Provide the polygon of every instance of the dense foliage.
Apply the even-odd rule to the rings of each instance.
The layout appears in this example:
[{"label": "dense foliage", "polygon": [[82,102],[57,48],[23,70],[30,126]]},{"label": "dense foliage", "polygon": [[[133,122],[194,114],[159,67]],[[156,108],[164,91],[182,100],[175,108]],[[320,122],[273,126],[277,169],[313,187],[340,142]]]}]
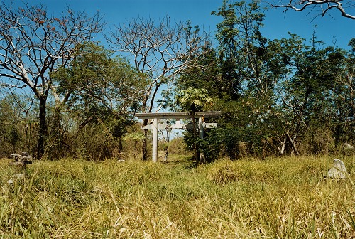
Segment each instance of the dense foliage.
[{"label": "dense foliage", "polygon": [[[22,69],[6,68],[4,64],[0,69],[1,155],[27,150],[51,159],[72,156],[96,161],[127,154],[138,156],[143,140],[146,158],[150,135],[140,133],[133,116],[147,107],[152,112],[156,104],[157,109],[222,111],[221,117],[206,119],[218,127],[206,130],[204,139],[199,138],[195,128],[185,131],[185,143],[195,149],[197,161],[200,150],[211,161],[221,156],[347,154],[343,144],[355,143],[355,38],[349,49],[329,46],[317,38],[315,28],[310,39],[293,33],[286,38],[268,39],[261,33],[264,14],[258,1],[223,1],[212,13],[222,18],[217,26],[216,44],[206,41],[200,28],[188,21],[183,27],[180,23],[176,26],[173,39],[179,47],[173,47],[163,34],[171,23],[158,23],[162,30],[159,36],[168,41],[155,49],[165,53],[161,59],[154,59],[159,54],[151,51],[155,45],[148,37],[151,35],[146,34],[154,21],[131,22],[129,28],[124,24],[117,29],[121,31],[106,38],[109,46],[121,46],[133,54],[124,58],[89,41],[101,29],[99,16],[89,18],[69,11],[67,16],[55,18],[49,18],[43,6],[37,11],[31,6],[23,11],[9,6],[1,9],[9,24],[9,14],[14,13],[18,17],[41,14],[43,21],[59,24],[46,28],[37,18],[21,18],[32,25],[19,21],[22,28],[4,25],[0,28],[1,49],[9,52],[0,53],[0,63],[6,59],[21,63]],[[80,21],[87,28],[69,31]],[[10,41],[6,37],[9,31],[19,29],[51,38],[38,36],[43,44],[30,51],[33,55],[26,60],[25,48],[16,51],[6,44]],[[55,36],[60,33],[73,38],[65,38],[67,49],[58,46]],[[138,36],[151,43],[148,48],[141,45]],[[16,46],[26,37],[18,38]],[[129,45],[126,43],[130,37],[136,45],[128,51],[124,47]],[[191,44],[185,46],[182,41]],[[178,51],[167,53],[165,47]],[[35,65],[36,70],[32,67]],[[162,97],[156,100],[160,90]]]}]

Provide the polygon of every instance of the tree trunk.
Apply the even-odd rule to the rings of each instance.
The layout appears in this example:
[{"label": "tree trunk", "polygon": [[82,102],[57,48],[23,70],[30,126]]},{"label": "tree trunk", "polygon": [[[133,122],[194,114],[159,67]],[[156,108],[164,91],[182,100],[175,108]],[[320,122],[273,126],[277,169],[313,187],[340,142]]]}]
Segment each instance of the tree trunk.
[{"label": "tree trunk", "polygon": [[40,126],[37,141],[37,158],[40,159],[44,154],[45,139],[47,136],[46,102],[45,96],[40,97]]}]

■ ■ ■

-- DIRECTIONS --
Copy out, word for word, the lines above starting at the one containing "Provide the polygon of every instance of the tree" and ending at the one containing "Segment each instance of the tree trunk.", with both of those lines included.

-- RESULT OF THIS TASK --
Provide the polygon of every instance of the tree trunk.
Apply the even-odd rule to the rings of each instance.
The layout appears in this example:
[{"label": "tree trunk", "polygon": [[82,102],[57,48],[23,70],[30,126]]},{"label": "tree trunk", "polygon": [[[133,122],[194,114],[159,67]],[[156,108],[164,91],[182,100],[175,108]],[[320,122],[273,126],[277,169],[313,187],[340,142]]]}]
Segment each instance of the tree trunk.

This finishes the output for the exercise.